== Excerpted data ==
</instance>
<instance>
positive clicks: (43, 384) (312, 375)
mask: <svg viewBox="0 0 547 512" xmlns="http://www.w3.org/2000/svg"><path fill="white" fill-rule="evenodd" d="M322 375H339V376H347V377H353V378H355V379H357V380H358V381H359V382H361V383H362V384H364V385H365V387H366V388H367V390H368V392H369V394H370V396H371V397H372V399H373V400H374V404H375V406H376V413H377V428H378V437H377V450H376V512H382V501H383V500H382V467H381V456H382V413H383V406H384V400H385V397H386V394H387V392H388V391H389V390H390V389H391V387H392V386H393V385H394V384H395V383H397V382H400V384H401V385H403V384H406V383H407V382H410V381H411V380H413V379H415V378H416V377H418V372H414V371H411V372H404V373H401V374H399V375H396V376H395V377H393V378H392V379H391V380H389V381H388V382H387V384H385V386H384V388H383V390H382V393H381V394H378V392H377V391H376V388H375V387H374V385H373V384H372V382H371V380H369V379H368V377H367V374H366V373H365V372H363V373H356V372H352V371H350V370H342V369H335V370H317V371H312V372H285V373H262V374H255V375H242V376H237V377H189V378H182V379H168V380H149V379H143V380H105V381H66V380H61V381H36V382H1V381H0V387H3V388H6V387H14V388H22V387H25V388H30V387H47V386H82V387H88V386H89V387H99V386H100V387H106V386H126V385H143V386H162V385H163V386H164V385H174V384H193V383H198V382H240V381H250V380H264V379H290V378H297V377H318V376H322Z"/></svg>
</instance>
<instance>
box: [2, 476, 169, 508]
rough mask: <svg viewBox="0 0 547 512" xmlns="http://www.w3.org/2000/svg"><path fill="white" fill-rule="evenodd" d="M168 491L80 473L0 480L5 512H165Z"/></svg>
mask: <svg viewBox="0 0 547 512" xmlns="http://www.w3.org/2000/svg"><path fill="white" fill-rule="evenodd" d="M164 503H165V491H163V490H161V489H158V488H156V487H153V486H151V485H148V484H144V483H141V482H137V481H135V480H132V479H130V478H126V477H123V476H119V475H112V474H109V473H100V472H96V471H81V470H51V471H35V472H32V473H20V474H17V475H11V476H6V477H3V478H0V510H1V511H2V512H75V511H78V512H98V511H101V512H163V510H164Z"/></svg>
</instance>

== Task item ==
Having gone through the data above, repeat it exactly.

== Task response ==
</instance>
<instance>
positive clicks: (43, 384) (312, 375)
mask: <svg viewBox="0 0 547 512" xmlns="http://www.w3.org/2000/svg"><path fill="white" fill-rule="evenodd" d="M322 375H339V376H347V377H353V378H355V379H357V380H358V381H359V382H361V383H362V384H364V385H365V387H366V388H367V390H368V392H369V394H370V396H371V397H372V399H373V400H374V404H375V406H376V413H377V428H378V437H377V450H376V512H382V501H383V500H382V467H381V456H382V413H383V406H384V400H385V397H386V394H387V392H388V391H389V390H390V389H391V387H392V386H393V385H394V384H395V383H397V382H400V384H401V385H403V384H406V383H407V382H410V381H411V380H413V379H415V378H416V377H418V372H414V371H411V372H404V373H401V374H399V375H396V376H395V377H393V378H392V379H391V380H389V381H388V382H387V384H385V386H384V388H383V390H382V393H381V394H378V392H377V391H376V388H375V387H374V385H373V384H372V382H371V380H369V379H368V377H367V374H366V373H365V372H363V373H356V372H352V371H350V370H342V369H335V370H317V371H312V372H285V373H262V374H255V375H242V376H237V377H189V378H182V379H168V380H149V379H143V380H105V381H66V380H61V381H36V382H1V381H0V387H3V388H6V387H14V388H22V387H25V388H30V387H47V386H82V387H88V386H89V387H99V386H100V387H106V386H126V385H143V386H162V385H163V386H164V385H174V384H193V383H198V382H240V381H250V380H264V379H290V378H297V377H318V376H322Z"/></svg>
</instance>
<instance>
box: [2, 476, 169, 508]
rough mask: <svg viewBox="0 0 547 512" xmlns="http://www.w3.org/2000/svg"><path fill="white" fill-rule="evenodd" d="M168 491L80 473L0 480L5 512H165Z"/></svg>
mask: <svg viewBox="0 0 547 512" xmlns="http://www.w3.org/2000/svg"><path fill="white" fill-rule="evenodd" d="M164 503H165V491H163V490H161V489H158V488H156V487H153V486H151V485H148V484H144V483H141V482H137V481H135V480H132V479H130V478H126V477H123V476H119V475H112V474H109V473H100V472H96V471H81V470H51V471H35V472H32V473H20V474H17V475H11V476H6V477H3V478H0V510H1V511H2V512H75V511H78V512H98V511H101V512H163V510H164Z"/></svg>
</instance>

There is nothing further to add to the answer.